[Start of Attachment]
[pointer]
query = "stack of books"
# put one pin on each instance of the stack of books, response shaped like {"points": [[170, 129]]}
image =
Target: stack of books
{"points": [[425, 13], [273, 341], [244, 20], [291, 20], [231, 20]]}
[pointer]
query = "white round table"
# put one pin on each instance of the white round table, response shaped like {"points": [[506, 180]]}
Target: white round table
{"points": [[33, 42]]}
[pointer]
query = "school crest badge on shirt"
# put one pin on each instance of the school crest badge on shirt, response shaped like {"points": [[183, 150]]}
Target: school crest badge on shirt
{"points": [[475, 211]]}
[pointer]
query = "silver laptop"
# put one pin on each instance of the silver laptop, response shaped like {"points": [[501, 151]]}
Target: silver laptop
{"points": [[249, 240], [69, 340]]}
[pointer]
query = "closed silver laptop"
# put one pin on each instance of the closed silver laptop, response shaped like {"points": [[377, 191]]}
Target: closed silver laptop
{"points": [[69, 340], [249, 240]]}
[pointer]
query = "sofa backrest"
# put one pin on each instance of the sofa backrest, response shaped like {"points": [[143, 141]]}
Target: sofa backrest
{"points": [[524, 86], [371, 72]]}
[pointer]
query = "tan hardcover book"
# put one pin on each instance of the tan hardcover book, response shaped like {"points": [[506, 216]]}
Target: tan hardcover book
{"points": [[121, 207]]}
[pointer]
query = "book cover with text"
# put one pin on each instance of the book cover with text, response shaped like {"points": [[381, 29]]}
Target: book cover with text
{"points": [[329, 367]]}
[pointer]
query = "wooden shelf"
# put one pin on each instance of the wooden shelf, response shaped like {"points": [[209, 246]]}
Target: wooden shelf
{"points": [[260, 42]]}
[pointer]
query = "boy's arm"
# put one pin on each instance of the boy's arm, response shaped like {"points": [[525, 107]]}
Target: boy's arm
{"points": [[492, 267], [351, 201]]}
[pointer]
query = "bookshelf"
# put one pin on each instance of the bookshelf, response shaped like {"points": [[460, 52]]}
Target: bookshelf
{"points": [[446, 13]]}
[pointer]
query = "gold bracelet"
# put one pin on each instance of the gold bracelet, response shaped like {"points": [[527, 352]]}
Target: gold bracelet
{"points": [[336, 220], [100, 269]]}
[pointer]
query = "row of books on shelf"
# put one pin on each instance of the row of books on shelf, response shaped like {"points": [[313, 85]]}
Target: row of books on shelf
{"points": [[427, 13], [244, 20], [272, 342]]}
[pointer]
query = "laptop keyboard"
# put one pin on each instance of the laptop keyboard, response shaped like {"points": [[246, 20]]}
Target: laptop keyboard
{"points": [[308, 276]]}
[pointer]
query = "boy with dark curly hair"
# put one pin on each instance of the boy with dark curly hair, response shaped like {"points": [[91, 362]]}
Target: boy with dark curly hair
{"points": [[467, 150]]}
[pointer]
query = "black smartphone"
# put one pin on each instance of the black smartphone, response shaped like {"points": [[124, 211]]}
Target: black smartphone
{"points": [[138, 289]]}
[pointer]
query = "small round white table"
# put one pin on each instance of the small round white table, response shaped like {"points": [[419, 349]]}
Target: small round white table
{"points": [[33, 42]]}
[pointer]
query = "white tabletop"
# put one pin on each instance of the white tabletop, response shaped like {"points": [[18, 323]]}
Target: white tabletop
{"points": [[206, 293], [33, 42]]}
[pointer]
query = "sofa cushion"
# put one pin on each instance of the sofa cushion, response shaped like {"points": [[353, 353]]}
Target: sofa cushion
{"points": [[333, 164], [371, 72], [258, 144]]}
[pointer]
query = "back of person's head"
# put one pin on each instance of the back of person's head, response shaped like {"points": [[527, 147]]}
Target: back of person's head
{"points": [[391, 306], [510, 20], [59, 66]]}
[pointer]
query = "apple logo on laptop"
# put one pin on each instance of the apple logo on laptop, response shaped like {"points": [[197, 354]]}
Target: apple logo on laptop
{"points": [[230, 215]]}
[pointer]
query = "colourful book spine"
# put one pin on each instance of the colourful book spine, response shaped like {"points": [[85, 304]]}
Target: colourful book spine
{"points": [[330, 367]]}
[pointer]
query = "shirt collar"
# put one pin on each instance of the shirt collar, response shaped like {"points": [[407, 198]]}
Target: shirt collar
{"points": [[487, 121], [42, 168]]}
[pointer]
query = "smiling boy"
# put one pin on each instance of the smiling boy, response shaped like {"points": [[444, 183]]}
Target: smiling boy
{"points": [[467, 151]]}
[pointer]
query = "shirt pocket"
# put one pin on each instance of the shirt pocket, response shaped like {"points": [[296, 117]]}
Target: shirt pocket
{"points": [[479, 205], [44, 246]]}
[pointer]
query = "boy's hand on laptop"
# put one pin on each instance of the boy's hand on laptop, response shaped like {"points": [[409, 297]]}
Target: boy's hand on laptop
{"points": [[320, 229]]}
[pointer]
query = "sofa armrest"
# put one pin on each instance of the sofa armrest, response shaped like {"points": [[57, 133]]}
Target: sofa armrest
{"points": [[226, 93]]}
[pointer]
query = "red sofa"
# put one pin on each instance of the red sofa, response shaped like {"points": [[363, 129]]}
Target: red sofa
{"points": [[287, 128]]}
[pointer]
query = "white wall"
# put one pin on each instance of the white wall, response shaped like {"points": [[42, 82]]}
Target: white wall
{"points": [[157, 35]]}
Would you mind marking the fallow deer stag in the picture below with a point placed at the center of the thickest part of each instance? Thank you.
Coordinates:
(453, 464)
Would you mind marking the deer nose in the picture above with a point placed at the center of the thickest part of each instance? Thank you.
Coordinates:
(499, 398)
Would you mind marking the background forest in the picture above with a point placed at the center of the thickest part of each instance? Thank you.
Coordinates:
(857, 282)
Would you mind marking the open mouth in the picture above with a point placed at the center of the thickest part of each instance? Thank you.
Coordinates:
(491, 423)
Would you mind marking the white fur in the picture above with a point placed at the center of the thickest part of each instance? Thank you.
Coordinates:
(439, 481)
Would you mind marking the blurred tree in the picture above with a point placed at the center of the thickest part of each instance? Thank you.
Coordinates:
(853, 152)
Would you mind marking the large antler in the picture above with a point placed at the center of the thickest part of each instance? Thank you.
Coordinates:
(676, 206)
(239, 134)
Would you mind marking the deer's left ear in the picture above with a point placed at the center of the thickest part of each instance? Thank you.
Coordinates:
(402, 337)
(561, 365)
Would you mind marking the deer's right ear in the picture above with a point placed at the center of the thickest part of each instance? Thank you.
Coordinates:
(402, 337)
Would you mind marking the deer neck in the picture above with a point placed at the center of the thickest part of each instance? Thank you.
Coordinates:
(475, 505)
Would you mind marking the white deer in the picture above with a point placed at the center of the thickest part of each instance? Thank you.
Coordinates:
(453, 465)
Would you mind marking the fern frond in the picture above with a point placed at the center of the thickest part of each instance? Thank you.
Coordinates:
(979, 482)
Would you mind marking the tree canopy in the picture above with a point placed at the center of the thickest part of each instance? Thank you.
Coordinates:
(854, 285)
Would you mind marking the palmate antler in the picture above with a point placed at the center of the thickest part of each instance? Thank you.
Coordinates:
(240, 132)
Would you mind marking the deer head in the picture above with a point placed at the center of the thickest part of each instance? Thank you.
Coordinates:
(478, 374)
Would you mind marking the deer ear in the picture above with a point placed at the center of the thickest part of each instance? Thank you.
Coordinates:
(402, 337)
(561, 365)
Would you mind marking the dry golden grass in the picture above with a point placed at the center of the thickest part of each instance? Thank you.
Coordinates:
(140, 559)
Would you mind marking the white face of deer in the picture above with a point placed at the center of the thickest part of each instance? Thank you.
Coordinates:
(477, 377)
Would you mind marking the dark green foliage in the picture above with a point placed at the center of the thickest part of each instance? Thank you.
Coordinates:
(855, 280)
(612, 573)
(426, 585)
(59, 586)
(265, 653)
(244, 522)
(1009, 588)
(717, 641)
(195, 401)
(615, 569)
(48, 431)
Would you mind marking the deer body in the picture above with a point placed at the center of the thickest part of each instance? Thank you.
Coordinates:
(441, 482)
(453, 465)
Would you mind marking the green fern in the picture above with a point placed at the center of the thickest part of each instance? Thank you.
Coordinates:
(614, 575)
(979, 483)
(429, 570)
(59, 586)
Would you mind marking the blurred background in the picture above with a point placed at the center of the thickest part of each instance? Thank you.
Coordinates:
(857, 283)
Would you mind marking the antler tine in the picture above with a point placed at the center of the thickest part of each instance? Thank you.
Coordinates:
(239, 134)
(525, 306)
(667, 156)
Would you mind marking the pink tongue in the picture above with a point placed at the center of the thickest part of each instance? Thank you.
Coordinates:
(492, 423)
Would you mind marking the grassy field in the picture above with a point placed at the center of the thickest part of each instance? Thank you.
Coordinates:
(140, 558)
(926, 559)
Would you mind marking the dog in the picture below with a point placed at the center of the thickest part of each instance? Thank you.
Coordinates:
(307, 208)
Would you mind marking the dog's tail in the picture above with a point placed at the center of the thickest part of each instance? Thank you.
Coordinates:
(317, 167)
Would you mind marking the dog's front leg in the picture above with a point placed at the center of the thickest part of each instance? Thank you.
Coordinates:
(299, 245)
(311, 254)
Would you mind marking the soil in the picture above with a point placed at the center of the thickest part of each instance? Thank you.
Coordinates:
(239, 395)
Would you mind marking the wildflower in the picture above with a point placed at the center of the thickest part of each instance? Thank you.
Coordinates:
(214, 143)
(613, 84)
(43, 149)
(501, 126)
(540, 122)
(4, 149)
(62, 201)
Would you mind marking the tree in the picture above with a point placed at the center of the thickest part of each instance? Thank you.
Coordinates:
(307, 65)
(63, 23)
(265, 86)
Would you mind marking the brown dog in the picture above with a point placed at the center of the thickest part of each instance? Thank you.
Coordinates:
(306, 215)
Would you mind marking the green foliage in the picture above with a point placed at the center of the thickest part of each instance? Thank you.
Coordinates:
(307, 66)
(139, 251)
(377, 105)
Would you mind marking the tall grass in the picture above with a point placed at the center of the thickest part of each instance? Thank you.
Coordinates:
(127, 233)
[End of Attachment]
→ What you will do: Exact retyping is required: the line with "Would you mind marking the tree in" through the end of the data, both ends included, and no other line.

→ Reply:
Would you mind marking the tree in the picture above with a point placed at the center of the thickest part of each instance? Thank you.
Coordinates:
(307, 65)
(63, 23)
(265, 86)
Would you mind marking the brown dog in the picture above with a point placed at the center of the thickest part of each instance? Thank you.
Coordinates:
(306, 215)
Would you mind marking the green foliage in the picture above with a point placed at the center of the thickest part of each instance? Thank you.
Coordinates:
(307, 66)
(139, 251)
(377, 105)
Would you mind marking the tall grass in the picture above with a point placed at the center of the thickest part of each instance? Thank you.
Coordinates:
(127, 233)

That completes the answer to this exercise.